Supplied data:

+-------+

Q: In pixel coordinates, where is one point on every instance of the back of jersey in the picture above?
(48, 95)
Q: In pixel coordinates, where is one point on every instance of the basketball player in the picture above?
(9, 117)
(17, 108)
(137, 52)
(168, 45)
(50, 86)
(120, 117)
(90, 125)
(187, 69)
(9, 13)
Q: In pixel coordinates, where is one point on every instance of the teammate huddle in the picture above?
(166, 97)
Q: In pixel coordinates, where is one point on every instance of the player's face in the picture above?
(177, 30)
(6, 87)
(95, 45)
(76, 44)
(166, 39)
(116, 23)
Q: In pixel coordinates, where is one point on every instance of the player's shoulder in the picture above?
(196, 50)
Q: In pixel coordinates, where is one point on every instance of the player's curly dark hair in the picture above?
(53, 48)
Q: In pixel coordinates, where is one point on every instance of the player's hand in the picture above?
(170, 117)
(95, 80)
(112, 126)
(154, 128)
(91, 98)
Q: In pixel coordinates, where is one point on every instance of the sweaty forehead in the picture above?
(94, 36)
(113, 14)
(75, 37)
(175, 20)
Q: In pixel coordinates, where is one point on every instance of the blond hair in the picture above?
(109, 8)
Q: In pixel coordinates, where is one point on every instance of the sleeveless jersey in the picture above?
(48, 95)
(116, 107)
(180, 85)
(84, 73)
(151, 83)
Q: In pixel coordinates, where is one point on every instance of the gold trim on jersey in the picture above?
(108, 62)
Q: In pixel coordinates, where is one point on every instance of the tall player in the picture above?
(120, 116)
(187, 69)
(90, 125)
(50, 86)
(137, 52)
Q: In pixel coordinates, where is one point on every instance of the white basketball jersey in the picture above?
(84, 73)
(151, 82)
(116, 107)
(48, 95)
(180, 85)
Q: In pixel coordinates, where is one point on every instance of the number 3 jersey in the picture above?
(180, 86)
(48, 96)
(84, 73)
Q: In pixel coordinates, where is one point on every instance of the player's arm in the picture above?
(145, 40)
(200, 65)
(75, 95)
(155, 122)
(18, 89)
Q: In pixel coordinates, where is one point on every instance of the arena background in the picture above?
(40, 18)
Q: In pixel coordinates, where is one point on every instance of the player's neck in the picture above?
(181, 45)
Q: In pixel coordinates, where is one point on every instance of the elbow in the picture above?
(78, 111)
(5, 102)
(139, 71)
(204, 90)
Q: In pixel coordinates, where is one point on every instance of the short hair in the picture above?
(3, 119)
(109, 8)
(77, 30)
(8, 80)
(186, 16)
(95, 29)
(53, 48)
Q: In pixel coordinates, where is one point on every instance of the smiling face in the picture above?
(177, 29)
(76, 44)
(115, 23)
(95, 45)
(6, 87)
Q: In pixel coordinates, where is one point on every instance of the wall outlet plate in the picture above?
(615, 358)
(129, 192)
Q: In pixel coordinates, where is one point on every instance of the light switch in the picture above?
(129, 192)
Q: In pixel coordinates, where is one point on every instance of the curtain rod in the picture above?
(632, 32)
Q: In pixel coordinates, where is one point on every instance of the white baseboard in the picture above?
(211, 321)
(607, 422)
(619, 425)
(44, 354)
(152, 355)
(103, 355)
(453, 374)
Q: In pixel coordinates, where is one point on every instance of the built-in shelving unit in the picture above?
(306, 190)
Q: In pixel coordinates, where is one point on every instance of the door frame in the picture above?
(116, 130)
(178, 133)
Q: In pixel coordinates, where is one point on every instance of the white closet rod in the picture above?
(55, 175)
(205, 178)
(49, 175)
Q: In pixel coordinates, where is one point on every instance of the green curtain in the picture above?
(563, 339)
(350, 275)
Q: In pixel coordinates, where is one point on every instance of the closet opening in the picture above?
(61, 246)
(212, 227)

+-------+

What this task involves: Reproduce the entire listing above verbatim, without altering a single character.

Correct result:
Q: In pixel coordinates, where is one point on every instance of the back of jersey in the picture above?
(48, 95)
Q: In pixel coordinates, where is one point on every instance of the basketball player in the picture above?
(9, 117)
(17, 108)
(137, 52)
(168, 45)
(50, 86)
(120, 117)
(90, 125)
(187, 69)
(9, 13)
Q: In pixel coordinates, where is one point on every instance of the teammate huddle in the picture above?
(166, 97)
Q: In pixel coordinates, where is one point on every instance of the player's face in the picture above?
(177, 30)
(6, 87)
(95, 45)
(76, 44)
(166, 39)
(116, 23)
Q: In pixel coordinates, where is one point on every instance of the player's shoulder in the picture above?
(196, 50)
Q: In pixel coordinates, where is one point on every instance of the player's curly dark hair in the picture above?
(53, 48)
Q: In pixel coordinates, where is one point on every instance of the player's hand in the picture above?
(170, 117)
(95, 80)
(112, 126)
(154, 128)
(91, 98)
Q: In pixel coordinates, where is one point on every instance of the sweaty forehead in the picture above?
(94, 36)
(113, 14)
(75, 37)
(175, 20)
Q: In pixel coordinates, where is one point on every instance of the blond hair in the picture above?
(109, 8)
Q: In pixel coordinates, where is one point on every instance of the sleeveless jersey in the picture above?
(48, 95)
(116, 107)
(180, 85)
(84, 73)
(151, 83)
Q: In pixel coordinates, where is one point on every instance of the gold trim on jersey in the picture above?
(108, 62)
Q: In pixel coordinates, where is one point on every instance of the tall player in the picture above?
(120, 116)
(187, 69)
(90, 125)
(50, 86)
(137, 52)
Q: In pixel coordinates, where is one point on every instance of the white basketball jersey in the picture above?
(84, 73)
(151, 82)
(116, 107)
(48, 95)
(180, 85)
Q: In pixel coordinates, where is one point on every instance of the number 3 jersey in the picture above?
(180, 86)
(48, 96)
(84, 73)
Q: In pixel coordinates, where is one point on every instance of the player's arm in the picture above?
(145, 40)
(200, 65)
(75, 95)
(155, 122)
(18, 89)
Q: In pixel coordinates, where is one point on every instance of the arena background in the picture above?
(40, 18)
Q: In pixel coordinates, where is one point on every instance of the player's neck in the picture above?
(181, 45)
Q: In pixel coordinates, where is one point on every instance of the elbow in the picture above?
(78, 111)
(5, 102)
(139, 71)
(204, 90)
Q: In pixel coordinates, where is one point on every instance of the short hair in the picture above?
(3, 119)
(109, 8)
(77, 30)
(8, 80)
(186, 16)
(95, 29)
(53, 48)
Q: In pixel coordinates, where is one point on every instance of the smiling face in the picture above?
(177, 29)
(76, 44)
(115, 23)
(95, 45)
(6, 87)
Q: In pixel coordinates, where is one point on every instance of the wall outlet plate in the picture above?
(615, 358)
(129, 192)
Q: In pixel coordinates, where is one point on every instance of the light switch in the picture above?
(129, 192)
Q: In pixel coordinates, where is one point on every instance of the curtain rod in the picture above?
(632, 32)
Q: In pixel coordinates, where is one point on every instance of the white baseboard in the picture above?
(211, 321)
(607, 422)
(619, 425)
(44, 354)
(152, 355)
(103, 355)
(453, 374)
Q: In pixel coordinates, where is one point on every instance of the built-in shelving unit in the picture above?
(306, 190)
Q: In pixel coordinates, where is one point on every instance of the door frame in the picture above?
(116, 130)
(178, 133)
Q: In pixel coordinates, where is one point on every instance of the white closet rod in the picture above?
(55, 175)
(205, 178)
(49, 175)
Q: In pixel coordinates, where is one point on every instance of the green curtain in the picture above?
(563, 339)
(350, 275)
Q: In pixel coordinates, where is one point on every instance of the closet opening in the picture above?
(61, 246)
(212, 227)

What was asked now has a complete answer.